» **Goal**:
Please copy the listing from the line with "Expected behaviour: for every instance of the stone building" up to and including its final line, substituting "granite" for "stone" and leaving everything else unchanged.

────────────────────────────────────────

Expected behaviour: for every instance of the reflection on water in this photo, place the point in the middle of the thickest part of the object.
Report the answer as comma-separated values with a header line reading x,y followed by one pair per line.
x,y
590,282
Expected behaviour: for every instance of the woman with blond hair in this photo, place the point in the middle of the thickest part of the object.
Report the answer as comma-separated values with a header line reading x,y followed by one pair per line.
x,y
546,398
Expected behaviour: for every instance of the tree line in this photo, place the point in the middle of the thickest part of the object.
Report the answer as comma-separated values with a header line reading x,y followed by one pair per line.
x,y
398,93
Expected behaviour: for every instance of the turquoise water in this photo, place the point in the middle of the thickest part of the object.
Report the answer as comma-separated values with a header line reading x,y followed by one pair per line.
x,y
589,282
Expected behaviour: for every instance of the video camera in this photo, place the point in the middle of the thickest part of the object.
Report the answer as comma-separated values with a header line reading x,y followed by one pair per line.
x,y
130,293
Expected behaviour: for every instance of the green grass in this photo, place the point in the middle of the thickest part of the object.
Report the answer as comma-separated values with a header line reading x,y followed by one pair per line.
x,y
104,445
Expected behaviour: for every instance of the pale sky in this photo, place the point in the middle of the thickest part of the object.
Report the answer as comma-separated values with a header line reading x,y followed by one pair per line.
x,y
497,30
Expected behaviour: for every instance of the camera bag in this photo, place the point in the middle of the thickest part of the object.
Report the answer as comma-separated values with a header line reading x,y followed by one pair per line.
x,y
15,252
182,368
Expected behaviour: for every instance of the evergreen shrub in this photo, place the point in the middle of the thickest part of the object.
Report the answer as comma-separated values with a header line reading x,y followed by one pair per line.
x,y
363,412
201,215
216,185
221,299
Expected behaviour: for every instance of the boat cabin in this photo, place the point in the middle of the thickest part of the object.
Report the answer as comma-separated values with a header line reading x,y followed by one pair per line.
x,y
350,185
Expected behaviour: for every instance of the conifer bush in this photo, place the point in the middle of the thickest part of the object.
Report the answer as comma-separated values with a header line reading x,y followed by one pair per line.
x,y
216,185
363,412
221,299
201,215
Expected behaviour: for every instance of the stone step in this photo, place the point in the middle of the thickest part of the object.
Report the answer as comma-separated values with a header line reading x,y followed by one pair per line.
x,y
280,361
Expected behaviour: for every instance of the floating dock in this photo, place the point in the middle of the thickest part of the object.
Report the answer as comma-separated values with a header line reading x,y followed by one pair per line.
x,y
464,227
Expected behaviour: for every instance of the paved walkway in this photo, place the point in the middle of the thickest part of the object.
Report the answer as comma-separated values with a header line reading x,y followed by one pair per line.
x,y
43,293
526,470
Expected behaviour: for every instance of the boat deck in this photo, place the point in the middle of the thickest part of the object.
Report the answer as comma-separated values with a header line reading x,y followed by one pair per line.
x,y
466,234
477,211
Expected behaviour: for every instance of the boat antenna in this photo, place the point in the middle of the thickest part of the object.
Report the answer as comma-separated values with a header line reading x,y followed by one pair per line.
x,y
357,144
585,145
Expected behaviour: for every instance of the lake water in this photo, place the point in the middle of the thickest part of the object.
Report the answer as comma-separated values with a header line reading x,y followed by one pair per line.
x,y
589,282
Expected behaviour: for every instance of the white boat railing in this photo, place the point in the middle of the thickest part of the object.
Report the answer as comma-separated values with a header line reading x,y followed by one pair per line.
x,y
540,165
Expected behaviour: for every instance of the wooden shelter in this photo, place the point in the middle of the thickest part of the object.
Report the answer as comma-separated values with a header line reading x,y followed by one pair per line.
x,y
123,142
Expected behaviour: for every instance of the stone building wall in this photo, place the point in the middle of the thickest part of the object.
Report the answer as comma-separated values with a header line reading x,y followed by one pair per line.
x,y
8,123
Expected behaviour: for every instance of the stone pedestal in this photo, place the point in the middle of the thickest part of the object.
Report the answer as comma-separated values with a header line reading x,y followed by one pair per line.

────────────────────────────────────────

» **Output of the task**:
Expected behaviour: for every instance of the granite building wall in this photo, place the point in the middle of the thickest part of the object.
Report the answer as comma-separated values with a header line reading x,y followed by one pair per line.
x,y
8,123
Expected behaviour: for every instance of the granite pedestal in this photo, place the point in the middle of the thickest part of the object.
Report the answer as comma-separated values with a header line reading x,y followed by one pair per line.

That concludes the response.